Exercise task
Please report every line in the entries below that contains the word "mulch", copying each such line whole. Case matters, so include only lines where the capitalization matches.

Supplied data
○ ○ ○ ○

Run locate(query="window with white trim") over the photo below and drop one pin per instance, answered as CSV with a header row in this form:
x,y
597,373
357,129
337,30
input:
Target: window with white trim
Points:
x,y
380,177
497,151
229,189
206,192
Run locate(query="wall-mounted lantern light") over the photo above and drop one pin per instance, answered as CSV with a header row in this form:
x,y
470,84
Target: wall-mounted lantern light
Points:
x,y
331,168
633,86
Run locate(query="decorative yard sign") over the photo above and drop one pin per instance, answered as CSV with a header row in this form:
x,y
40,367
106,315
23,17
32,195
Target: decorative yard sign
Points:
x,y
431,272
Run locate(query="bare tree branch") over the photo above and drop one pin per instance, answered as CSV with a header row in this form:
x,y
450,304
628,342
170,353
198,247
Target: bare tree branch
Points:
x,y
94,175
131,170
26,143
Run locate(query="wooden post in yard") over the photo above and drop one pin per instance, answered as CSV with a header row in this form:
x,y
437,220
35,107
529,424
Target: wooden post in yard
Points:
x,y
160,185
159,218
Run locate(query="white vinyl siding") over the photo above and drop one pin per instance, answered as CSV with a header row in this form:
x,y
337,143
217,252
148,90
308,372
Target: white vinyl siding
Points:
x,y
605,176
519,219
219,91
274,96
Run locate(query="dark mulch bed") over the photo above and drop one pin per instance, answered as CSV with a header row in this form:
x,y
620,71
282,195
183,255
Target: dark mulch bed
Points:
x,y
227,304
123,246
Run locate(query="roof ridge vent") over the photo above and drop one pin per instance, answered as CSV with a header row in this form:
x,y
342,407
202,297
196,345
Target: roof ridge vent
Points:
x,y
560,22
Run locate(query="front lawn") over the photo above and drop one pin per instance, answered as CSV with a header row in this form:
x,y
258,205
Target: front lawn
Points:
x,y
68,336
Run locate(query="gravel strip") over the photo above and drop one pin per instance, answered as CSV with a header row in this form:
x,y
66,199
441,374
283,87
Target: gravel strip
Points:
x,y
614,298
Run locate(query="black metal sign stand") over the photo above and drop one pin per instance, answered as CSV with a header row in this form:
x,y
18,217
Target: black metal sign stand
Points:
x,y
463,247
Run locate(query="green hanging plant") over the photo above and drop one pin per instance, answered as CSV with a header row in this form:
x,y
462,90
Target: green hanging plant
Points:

○ ○ ○ ○

Finished answer
Run locate(query="dark mulch bed") over the photo above and drop one pin per instance, answered as CSV with a header row in this form:
Target: dark mulch bed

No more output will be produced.